• **Given text**
--------------------

So the young lass and the sailor get married and after a few months the lass begins to wonder why he hasn’t ever made this request.

“Darling,” she says, “Why is it that you’ve never suggested that we make love the other way?”

“Oh, we don’t want to do that,” he says, “that’s how you get pregnant!”

5 comments:

BloggingMone said...

I started primary school in 1970, so we had a lot of long haired hippie teachers around, who had been students in the late 60ties, when free sexual life was top priority. My sexual education took place when we were second grade and about 7 years old. I seriously doubt that anyone of us understood what they were talking about. My parents were happy "that issue" was dealt with at school. That was it for the rest of my time at school. No condoms, no bananas, no nothing.
When I went to grammar school we had a kind of "partner class" from a special school for physically disabled students. They were the same age and we used to do sports and outdoor activities together and we went on a lot of school trips to spend a few days or a long weekend together in youth hostels. They knew EVERYTHING and my sexual education has taken place in the girls' bedrooms at night time, when we were supposed to be asleep, dreaming of the bees and the flowers. I know a lot of people are sceptical about the use of special schools, but at least their sexual education is state of the art!

--------------------

• **Raw data**
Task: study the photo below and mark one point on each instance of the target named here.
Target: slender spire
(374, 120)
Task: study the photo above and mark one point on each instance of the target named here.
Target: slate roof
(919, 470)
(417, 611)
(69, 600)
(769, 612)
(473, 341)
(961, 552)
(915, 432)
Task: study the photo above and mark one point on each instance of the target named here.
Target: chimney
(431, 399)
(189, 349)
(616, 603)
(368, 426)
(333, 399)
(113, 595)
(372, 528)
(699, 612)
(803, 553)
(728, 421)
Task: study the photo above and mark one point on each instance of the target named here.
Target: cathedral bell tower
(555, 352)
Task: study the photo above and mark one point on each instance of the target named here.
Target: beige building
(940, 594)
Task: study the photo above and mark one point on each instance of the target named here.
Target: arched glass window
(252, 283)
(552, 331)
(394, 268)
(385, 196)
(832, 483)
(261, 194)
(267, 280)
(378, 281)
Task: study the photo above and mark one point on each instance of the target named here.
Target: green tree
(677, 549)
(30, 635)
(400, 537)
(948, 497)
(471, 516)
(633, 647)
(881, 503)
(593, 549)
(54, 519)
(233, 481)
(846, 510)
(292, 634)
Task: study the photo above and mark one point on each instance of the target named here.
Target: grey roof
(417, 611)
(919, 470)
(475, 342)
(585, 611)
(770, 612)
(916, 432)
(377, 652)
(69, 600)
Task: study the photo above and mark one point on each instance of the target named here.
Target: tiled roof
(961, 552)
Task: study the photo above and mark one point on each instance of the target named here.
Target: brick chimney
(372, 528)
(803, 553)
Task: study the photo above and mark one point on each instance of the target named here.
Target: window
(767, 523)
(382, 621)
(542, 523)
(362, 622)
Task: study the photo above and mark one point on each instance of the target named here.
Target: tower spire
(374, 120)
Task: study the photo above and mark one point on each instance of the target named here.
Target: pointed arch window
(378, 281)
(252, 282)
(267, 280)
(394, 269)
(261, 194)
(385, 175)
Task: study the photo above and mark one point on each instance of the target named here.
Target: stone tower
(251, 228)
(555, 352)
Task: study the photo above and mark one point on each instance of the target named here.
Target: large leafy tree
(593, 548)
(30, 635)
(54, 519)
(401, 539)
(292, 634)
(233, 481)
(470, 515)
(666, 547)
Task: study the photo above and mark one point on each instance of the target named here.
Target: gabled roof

--------------------

• **What you will do**
**1.** Answer these questions about the given text:
(a) After how long does the lass begin to wonder about the sailor?
(b) In what year did the commenter start primary school?
(c) How old was the commenter when the sexual education at school took place?
**2.** In the given text, substitute "elementary school" for "primary school" and write out the passage starting with "I started primary" and going on through "bananas, no nothing.".

• **Solved tasks**
**1.**
(a) After a few months.
(b) In 1970.
(c) About 7 years old, in second grade.

**2.**
I started elementary school in 1970, so we had a lot of long haired hippie teachers around, who had been students in the late 60ties, when free sexual life was top priority. My sexual education took place when we were second grade and about 7 years old. I seriously doubt that anyone of us understood what they were talking about. My parents were happy "that issue" was dealt with at school. That was it for the rest of my time at school. No condoms, no bananas, no nothing.